-- SOURCE MATERIAL follows --
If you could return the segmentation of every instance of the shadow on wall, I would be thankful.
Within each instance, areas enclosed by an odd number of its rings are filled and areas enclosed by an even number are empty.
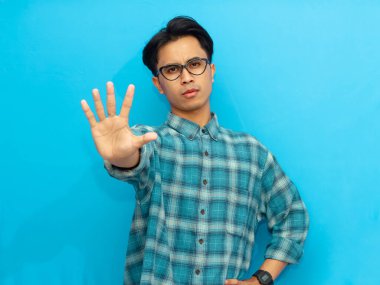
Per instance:
[[[142,63],[142,51],[137,53],[113,77],[118,106],[124,99],[129,84],[135,85],[135,96],[130,113],[130,125],[159,126],[170,110],[166,97],[158,93],[152,83],[152,74]]]

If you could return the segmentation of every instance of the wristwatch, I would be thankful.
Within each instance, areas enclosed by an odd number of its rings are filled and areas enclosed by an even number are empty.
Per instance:
[[[261,285],[274,285],[272,275],[268,271],[265,270],[257,270],[255,274],[253,274],[259,280]]]

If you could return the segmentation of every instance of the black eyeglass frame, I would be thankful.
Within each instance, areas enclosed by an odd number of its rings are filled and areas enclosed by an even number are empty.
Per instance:
[[[206,65],[205,65],[204,70],[203,70],[201,73],[199,73],[199,74],[193,73],[193,72],[191,72],[191,71],[187,68],[187,66],[188,66],[192,61],[194,61],[194,60],[202,60],[202,61],[205,61],[205,62],[206,62]],[[161,66],[161,67],[157,70],[157,72],[156,72],[156,77],[158,77],[158,75],[161,74],[166,80],[174,81],[174,80],[177,80],[177,79],[182,75],[182,72],[183,72],[183,69],[184,69],[184,68],[186,68],[187,72],[189,72],[190,74],[195,75],[195,76],[199,76],[199,75],[202,75],[203,73],[205,73],[208,64],[210,64],[210,61],[209,61],[207,58],[194,57],[194,58],[192,58],[192,59],[189,59],[185,64],[179,64],[179,63],[178,63],[178,64],[168,64],[168,65]],[[168,78],[163,74],[163,72],[162,72],[162,70],[163,70],[164,68],[171,67],[171,66],[176,66],[176,67],[181,68],[181,71],[179,72],[179,75],[178,75],[176,78],[174,78],[174,79],[168,79]]]

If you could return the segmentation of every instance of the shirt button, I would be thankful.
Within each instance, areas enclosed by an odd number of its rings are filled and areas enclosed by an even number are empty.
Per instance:
[[[205,156],[208,156],[208,151],[207,150],[205,151]]]
[[[195,274],[199,275],[201,271],[199,269],[195,270]]]
[[[200,244],[203,244],[203,242],[204,242],[203,239],[200,239],[200,240],[199,240],[199,243],[200,243]]]
[[[205,134],[205,133],[206,133],[206,129],[202,129],[202,133],[204,133],[204,134]]]
[[[207,185],[207,180],[206,179],[203,179],[203,184]]]
[[[205,209],[202,209],[202,210],[201,210],[201,214],[202,214],[202,215],[204,215],[205,212],[206,212]]]

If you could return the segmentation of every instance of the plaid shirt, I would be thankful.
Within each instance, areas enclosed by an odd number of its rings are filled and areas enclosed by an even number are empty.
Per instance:
[[[250,135],[199,125],[169,114],[141,149],[139,165],[110,175],[131,183],[136,208],[125,284],[224,284],[250,266],[255,230],[266,219],[266,258],[296,263],[308,214],[294,184],[272,154]]]

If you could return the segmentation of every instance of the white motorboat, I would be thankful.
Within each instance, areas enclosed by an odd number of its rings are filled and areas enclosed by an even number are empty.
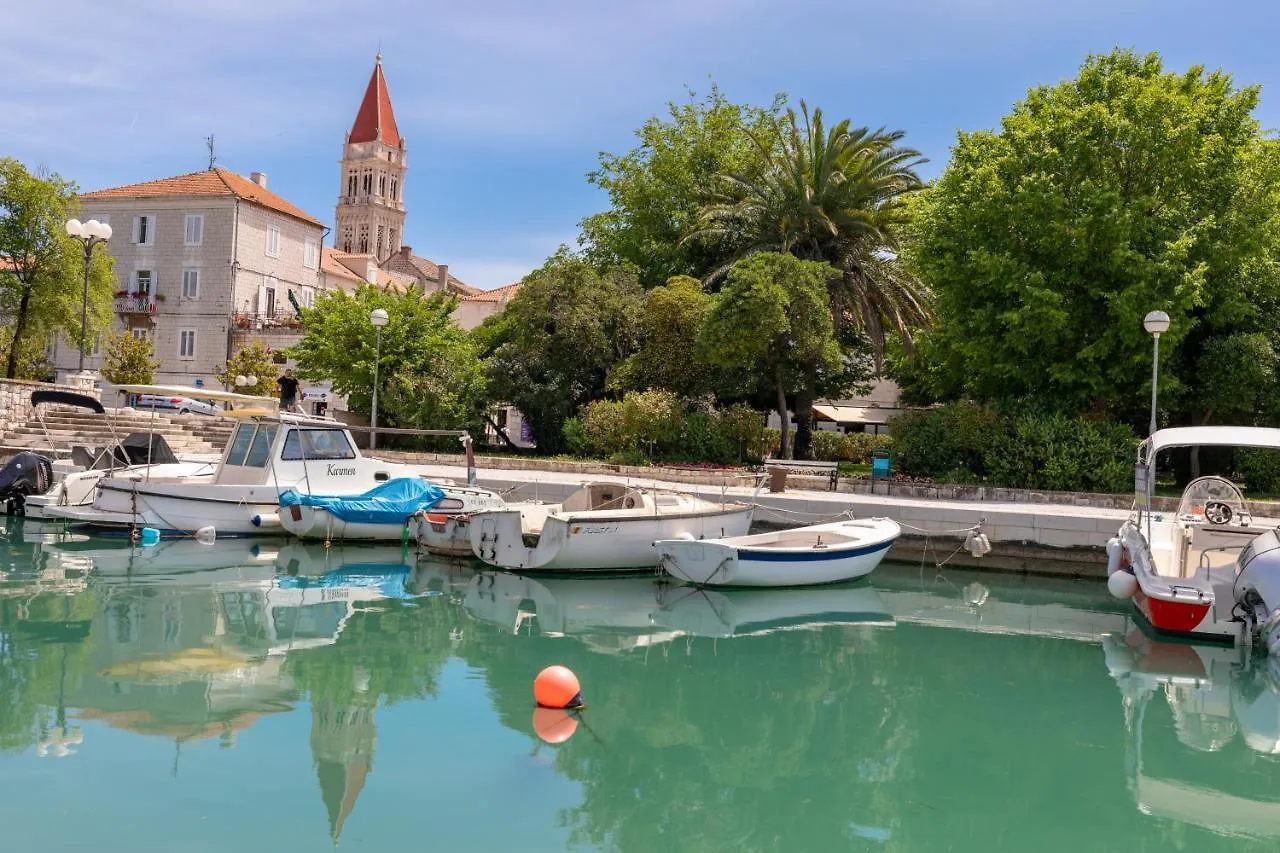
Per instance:
[[[866,577],[901,533],[892,519],[856,518],[654,547],[663,571],[698,586],[811,586]]]
[[[1268,662],[1246,649],[1156,639],[1140,628],[1104,635],[1102,648],[1123,701],[1126,782],[1138,809],[1231,836],[1280,837],[1280,685]],[[1168,713],[1148,720],[1156,696]],[[1154,769],[1143,760],[1143,735],[1153,726],[1172,729],[1156,733],[1163,760]],[[1173,753],[1170,734],[1182,747]]]
[[[417,514],[414,519],[415,536],[432,554],[470,557],[471,516],[506,505],[502,496],[494,492],[451,488],[439,503]]]
[[[664,590],[659,602],[655,624],[699,637],[896,624],[880,593],[867,583],[769,591],[678,586]]]
[[[66,453],[66,448],[57,446],[45,423],[46,405],[71,406],[101,415],[112,435],[111,443],[97,450],[76,446],[71,448],[70,459],[54,461],[54,457]],[[32,458],[43,455],[36,451],[19,454],[11,460],[11,464],[19,467],[24,464],[24,457],[29,460],[28,467],[31,467],[32,462],[36,463],[33,468],[36,476],[26,478],[28,482],[25,483],[19,478],[6,477],[9,466],[6,466],[4,472],[0,472],[0,484],[12,481],[9,488],[0,485],[0,502],[10,498],[6,492],[12,488],[15,493],[13,497],[18,498],[12,501],[14,508],[29,519],[48,520],[50,516],[47,510],[51,506],[87,506],[93,503],[98,481],[106,476],[131,477],[146,473],[165,477],[212,476],[217,465],[216,454],[175,455],[161,435],[132,433],[123,439],[118,438],[111,415],[97,398],[86,394],[44,389],[33,391],[31,408],[45,431],[45,439],[49,445],[46,458],[49,461],[39,463]],[[43,483],[45,479],[49,480],[49,484]],[[31,486],[36,483],[44,487],[33,490]]]
[[[126,385],[128,393],[195,394],[195,389]],[[211,478],[104,477],[88,507],[51,507],[73,526],[102,531],[152,527],[161,536],[185,536],[212,526],[218,536],[281,534],[280,495],[286,490],[355,495],[399,477],[418,477],[412,466],[361,455],[339,422],[276,410],[264,397],[199,389],[199,396],[244,408]]]
[[[748,504],[588,483],[559,504],[511,504],[471,518],[471,550],[504,569],[619,571],[658,565],[660,539],[742,536]]]
[[[1241,552],[1272,531],[1277,520],[1255,517],[1240,489],[1218,476],[1192,480],[1177,512],[1153,512],[1156,457],[1181,447],[1280,449],[1280,429],[1174,427],[1158,430],[1143,441],[1138,447],[1133,513],[1107,543],[1108,587],[1117,597],[1132,598],[1159,631],[1239,641],[1253,630],[1246,621],[1253,611],[1236,607]],[[1255,582],[1262,574],[1280,582],[1280,563],[1262,561],[1253,574]],[[1269,604],[1275,608],[1280,600]]]

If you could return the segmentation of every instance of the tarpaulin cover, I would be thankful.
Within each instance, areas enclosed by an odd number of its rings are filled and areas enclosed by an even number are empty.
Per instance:
[[[444,491],[418,477],[399,477],[362,495],[309,495],[295,489],[280,493],[280,506],[313,506],[348,524],[404,524],[419,510],[435,506]]]
[[[320,577],[282,577],[277,583],[281,589],[376,589],[385,598],[401,600],[439,594],[409,590],[409,577],[410,569],[406,565],[358,564],[343,566]]]

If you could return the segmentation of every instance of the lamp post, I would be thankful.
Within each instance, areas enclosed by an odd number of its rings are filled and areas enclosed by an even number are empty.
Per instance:
[[[1150,332],[1151,336],[1155,338],[1155,354],[1151,357],[1151,430],[1148,433],[1150,435],[1156,431],[1156,389],[1159,387],[1160,380],[1160,335],[1169,331],[1169,315],[1163,311],[1152,311],[1142,318],[1142,328]]]
[[[376,335],[373,355],[373,407],[369,416],[369,449],[378,447],[378,362],[382,360],[382,327],[389,322],[387,312],[382,308],[374,308],[369,312],[369,322],[373,324]]]
[[[80,373],[84,373],[85,343],[89,333],[89,268],[93,265],[93,247],[111,239],[111,226],[96,219],[81,222],[67,220],[67,234],[84,246],[84,293],[80,301]]]

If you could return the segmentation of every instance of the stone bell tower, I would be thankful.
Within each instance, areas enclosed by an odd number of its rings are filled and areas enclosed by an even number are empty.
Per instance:
[[[342,150],[333,231],[338,251],[370,254],[379,263],[399,251],[404,241],[404,155],[405,141],[391,111],[378,54]]]

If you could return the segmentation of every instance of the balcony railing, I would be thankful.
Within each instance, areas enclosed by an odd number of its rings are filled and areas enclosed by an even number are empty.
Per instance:
[[[302,334],[302,321],[293,311],[278,310],[273,313],[242,312],[236,314],[237,331],[295,332]]]
[[[145,293],[117,296],[113,308],[117,314],[154,314],[156,299]]]

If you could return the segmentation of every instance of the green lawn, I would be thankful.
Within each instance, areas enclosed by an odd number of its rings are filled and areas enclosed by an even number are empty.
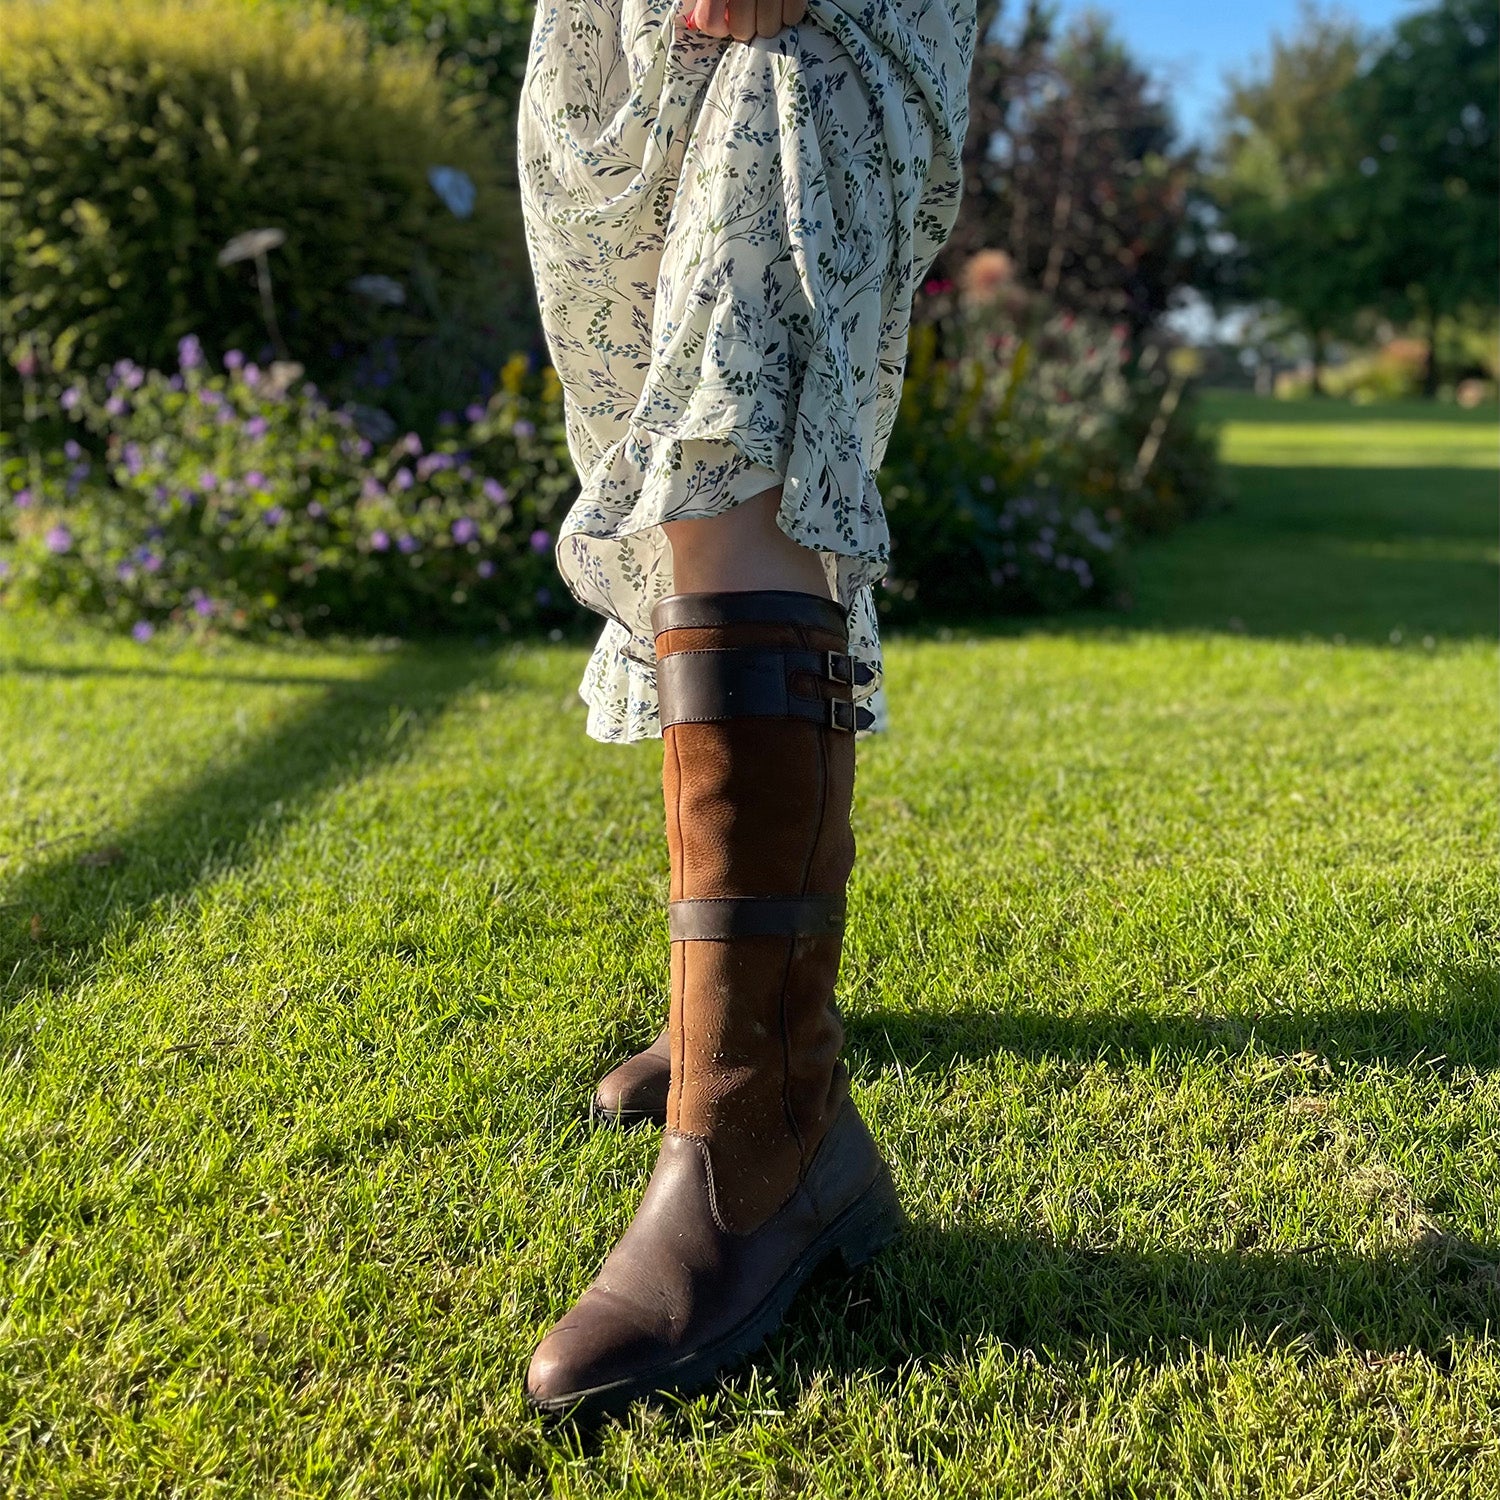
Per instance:
[[[911,1234],[594,1434],[520,1382],[653,1155],[658,751],[573,647],[0,618],[0,1493],[1494,1500],[1493,419],[1218,408],[1131,613],[890,644]]]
-- SOURCE MATERIAL concluded --
-- PROBLEM DESCRIPTION --
Report the number of lines above containing the word "shirt", with no other text.

-- TASK OUTPUT --
2